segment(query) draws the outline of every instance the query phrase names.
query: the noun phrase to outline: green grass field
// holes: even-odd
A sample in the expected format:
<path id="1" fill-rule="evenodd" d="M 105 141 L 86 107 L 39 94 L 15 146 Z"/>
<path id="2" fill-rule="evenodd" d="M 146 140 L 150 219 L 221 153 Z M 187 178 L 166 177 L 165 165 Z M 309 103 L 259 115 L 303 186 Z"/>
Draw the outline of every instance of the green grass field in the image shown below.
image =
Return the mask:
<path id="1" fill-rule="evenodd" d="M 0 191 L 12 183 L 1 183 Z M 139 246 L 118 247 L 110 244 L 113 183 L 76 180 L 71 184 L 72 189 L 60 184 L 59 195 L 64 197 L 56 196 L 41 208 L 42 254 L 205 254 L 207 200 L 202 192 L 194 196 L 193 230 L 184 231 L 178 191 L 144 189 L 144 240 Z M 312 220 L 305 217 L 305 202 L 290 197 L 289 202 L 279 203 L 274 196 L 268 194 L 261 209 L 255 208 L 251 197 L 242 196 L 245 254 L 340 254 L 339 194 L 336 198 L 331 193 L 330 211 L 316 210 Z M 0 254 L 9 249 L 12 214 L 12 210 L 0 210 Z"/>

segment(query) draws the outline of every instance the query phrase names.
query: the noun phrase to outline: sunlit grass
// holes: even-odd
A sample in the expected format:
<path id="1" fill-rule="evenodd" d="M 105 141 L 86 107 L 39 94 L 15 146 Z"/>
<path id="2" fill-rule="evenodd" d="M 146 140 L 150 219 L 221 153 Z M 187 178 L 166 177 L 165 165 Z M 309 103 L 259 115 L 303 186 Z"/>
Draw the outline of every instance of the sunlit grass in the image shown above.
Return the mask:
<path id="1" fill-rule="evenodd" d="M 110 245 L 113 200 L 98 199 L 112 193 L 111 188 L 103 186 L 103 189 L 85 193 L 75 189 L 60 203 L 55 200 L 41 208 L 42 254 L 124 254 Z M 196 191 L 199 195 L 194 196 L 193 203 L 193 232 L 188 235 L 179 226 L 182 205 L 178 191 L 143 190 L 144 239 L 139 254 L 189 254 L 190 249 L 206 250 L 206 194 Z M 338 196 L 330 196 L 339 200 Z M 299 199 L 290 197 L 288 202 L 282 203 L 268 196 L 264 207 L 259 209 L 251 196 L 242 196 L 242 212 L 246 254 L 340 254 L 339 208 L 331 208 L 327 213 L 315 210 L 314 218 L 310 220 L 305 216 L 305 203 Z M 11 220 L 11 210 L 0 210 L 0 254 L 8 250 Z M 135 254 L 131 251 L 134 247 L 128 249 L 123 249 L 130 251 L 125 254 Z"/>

### Problem
Express the listing above as a two-column CSV with the header request,mask and one row per entry. Put each entry's full text in one quoted field and its answer in the other, with line breaks replaced by spaces.

### Task result
request,mask
"segment(query) draws the outline of every instance the query phrase names. query: the noun phrase to outline: green grass field // holes: even-odd A sample in the expected format: <path id=""1"" fill-rule=""evenodd"" d=""M 105 141 L 86 107 L 39 94 L 15 146 Z""/> <path id=""2"" fill-rule=""evenodd"" d=""M 146 140 L 150 219 L 221 153 Z M 187 178 L 166 177 L 165 165 Z M 309 103 L 259 115 L 303 186 Z""/> Draw the outline of every instance of the green grass field in the image shown below. image = Return the mask:","<path id=""1"" fill-rule=""evenodd"" d=""M 0 191 L 12 183 L 1 183 Z M 139 246 L 118 247 L 110 244 L 113 183 L 76 180 L 71 184 L 72 189 L 60 184 L 59 195 L 64 197 L 56 196 L 41 208 L 42 254 L 205 254 L 207 200 L 202 192 L 194 196 L 193 230 L 184 231 L 178 191 L 144 189 L 144 240 Z M 312 220 L 305 217 L 305 202 L 290 197 L 289 202 L 279 203 L 274 196 L 268 194 L 261 209 L 255 208 L 251 197 L 242 196 L 245 254 L 340 254 L 339 194 L 336 198 L 331 193 L 330 211 L 316 210 Z M 0 254 L 9 249 L 12 214 L 12 210 L 0 210 Z""/>"
"segment(query) draws the outline of every instance the query phrase names. query: the noun phrase to outline: sunlit grass // holes: even-odd A sample in the expected format: <path id=""1"" fill-rule=""evenodd"" d=""M 105 141 L 86 107 L 39 94 L 15 146 Z""/> <path id=""2"" fill-rule=""evenodd"" d=""M 146 140 L 150 219 L 221 153 Z M 187 178 L 166 177 L 165 165 Z M 309 103 L 259 115 L 303 186 Z""/> Draw the outline of every instance of the sunlit grass in the image shown above. Return the mask:","<path id=""1"" fill-rule=""evenodd"" d=""M 110 245 L 113 200 L 98 199 L 112 193 L 111 188 L 103 186 L 103 189 L 85 193 L 75 189 L 60 203 L 55 200 L 41 208 L 42 254 L 124 254 Z M 196 191 L 199 195 L 194 196 L 193 203 L 193 232 L 188 235 L 179 226 L 182 205 L 178 191 L 143 190 L 144 239 L 139 254 L 189 254 L 190 249 L 206 250 L 206 194 Z M 338 196 L 330 196 L 339 200 Z M 299 199 L 290 197 L 288 202 L 282 203 L 268 196 L 264 207 L 259 209 L 251 196 L 242 196 L 242 212 L 246 254 L 340 254 L 339 208 L 331 208 L 327 213 L 315 210 L 314 218 L 310 220 L 305 216 L 305 203 Z M 11 220 L 11 210 L 0 210 L 0 254 L 8 250 Z M 135 254 L 131 251 L 134 247 L 128 249 L 123 249 L 130 251 L 125 254 Z""/>"